=== DATA EXCERPTS ===

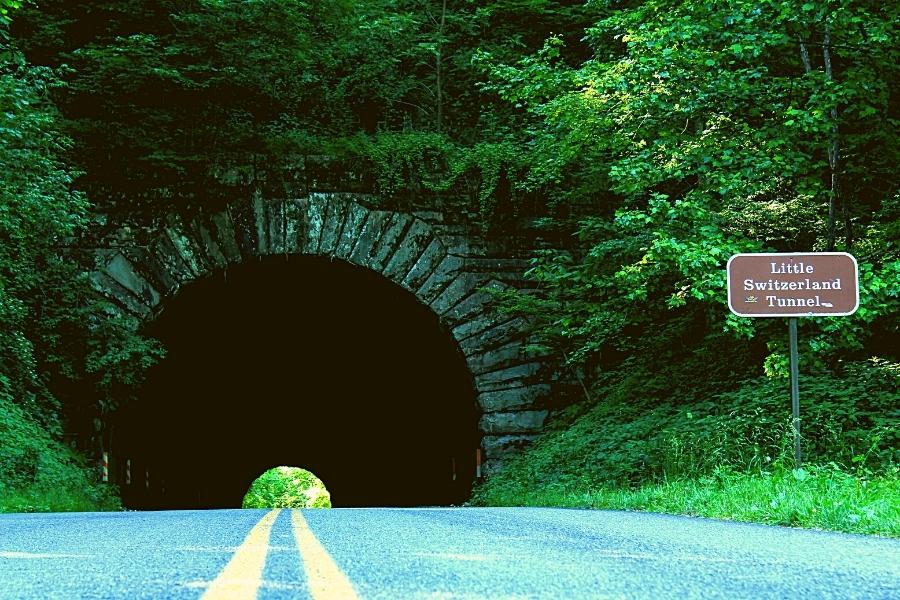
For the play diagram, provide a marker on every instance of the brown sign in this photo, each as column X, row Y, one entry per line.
column 791, row 285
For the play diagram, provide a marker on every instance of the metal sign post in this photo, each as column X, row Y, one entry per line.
column 792, row 285
column 795, row 387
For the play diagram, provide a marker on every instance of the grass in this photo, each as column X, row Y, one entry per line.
column 816, row 497
column 59, row 499
column 728, row 456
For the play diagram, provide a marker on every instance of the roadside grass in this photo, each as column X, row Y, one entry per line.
column 727, row 456
column 59, row 499
column 815, row 497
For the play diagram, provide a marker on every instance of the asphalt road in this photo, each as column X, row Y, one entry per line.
column 431, row 553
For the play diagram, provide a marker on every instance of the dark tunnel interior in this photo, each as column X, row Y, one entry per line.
column 300, row 361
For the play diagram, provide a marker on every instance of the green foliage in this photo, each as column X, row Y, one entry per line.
column 644, row 430
column 38, row 473
column 61, row 353
column 287, row 487
column 826, row 497
column 696, row 132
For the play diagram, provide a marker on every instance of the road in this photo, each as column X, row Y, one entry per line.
column 465, row 553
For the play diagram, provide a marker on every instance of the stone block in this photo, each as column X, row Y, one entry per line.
column 424, row 266
column 498, row 447
column 356, row 218
column 408, row 251
column 444, row 274
column 225, row 237
column 524, row 397
column 317, row 208
column 388, row 243
column 369, row 235
column 525, row 421
column 334, row 223
column 506, row 378
column 121, row 270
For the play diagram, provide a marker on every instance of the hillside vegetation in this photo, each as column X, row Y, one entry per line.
column 645, row 141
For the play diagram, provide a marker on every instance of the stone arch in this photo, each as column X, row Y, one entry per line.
column 413, row 250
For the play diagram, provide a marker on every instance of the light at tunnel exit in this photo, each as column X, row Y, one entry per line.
column 305, row 361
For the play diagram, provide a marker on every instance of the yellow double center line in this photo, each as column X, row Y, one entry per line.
column 243, row 574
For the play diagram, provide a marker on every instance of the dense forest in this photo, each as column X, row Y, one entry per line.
column 655, row 138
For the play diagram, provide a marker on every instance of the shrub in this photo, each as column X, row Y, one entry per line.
column 287, row 487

===

> **STATED EXERCISE**
Rewrite all the lines above with every "play diagram" changed to "route map" and nothing else altered, and leave the pictures out.

> **WRITTEN RESPONSE**
For the route map, provide a marker on every instance of the brown sign in this photo, each as column X, row Y, one entry per line.
column 791, row 285
For the route map, provide a marker on every instance of the metal sign post in this photo, each as column X, row Y, one entry per line.
column 792, row 285
column 795, row 387
For the route map, provide a marker on every instance of the grass in this photo, each as column X, row Y, one entry per line.
column 816, row 497
column 59, row 499
column 728, row 456
For the route map, provide a marker on every instance of the roadside grass in this photo, each as column X, row Y, one entry per line.
column 727, row 456
column 59, row 499
column 815, row 497
For the route map, provide a marker on every instance of the asphalt road in this photo, each as column X, row Y, one entry per line.
column 431, row 553
For the route map, provide a marker on every instance of the dark tunnel interior in this photo, each as column X, row Y, one entry per line.
column 300, row 361
For the route map, provide a marker on every instance of the green foliage in this photo, each as column X, row Y, one entry per line.
column 644, row 430
column 38, row 473
column 61, row 353
column 287, row 487
column 826, row 497
column 696, row 132
For the route map, provide a marker on every instance of the road in this photo, each as column X, row Y, one entry per line.
column 465, row 553
For the route map, provide a marker on every instance of the stone block in this photo, each as column X, row Y, one entry per line.
column 424, row 266
column 498, row 447
column 356, row 218
column 408, row 251
column 444, row 274
column 225, row 237
column 524, row 397
column 317, row 208
column 388, row 243
column 369, row 235
column 525, row 421
column 334, row 223
column 506, row 378
column 121, row 270
For the route map, provide a marker on every instance of the hillside vegetation in this photo, each as column X, row Y, one entry per line.
column 645, row 141
For the route map, provide a marker on every instance of the stone arch in this photo, each as column X, row Y, one entry per line.
column 413, row 250
For the route map, provide a marker on every instance of the light at tunnel exit in this photo, each as column X, row Y, one entry per line.
column 305, row 361
For the route map, provide a marker on every instance of the yellow double center line in this photo, each as column X, row Y, one entry per line.
column 243, row 574
For the route map, provide a marker on every instance of the dense forest in this photo, each as column X, row Y, one entry per line.
column 655, row 138
For the route map, provide a marker on every instance of the shrub in this photo, each as column X, row Y, one entry per line.
column 287, row 487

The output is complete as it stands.